## Required action
Match the word "Target". Return each line of the data below where it appears.

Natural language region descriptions
..........

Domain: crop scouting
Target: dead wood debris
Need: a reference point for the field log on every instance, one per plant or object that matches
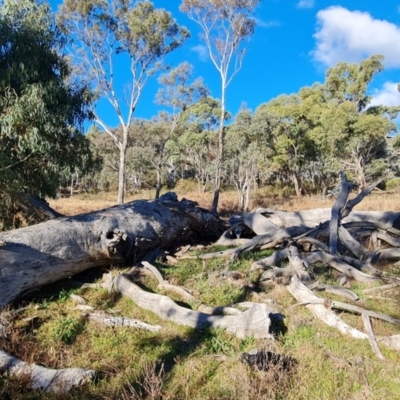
(350, 243)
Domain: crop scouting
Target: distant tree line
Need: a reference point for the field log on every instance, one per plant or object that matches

..........

## Solution to the problem
Target: dead wood debris
Target: distant tree line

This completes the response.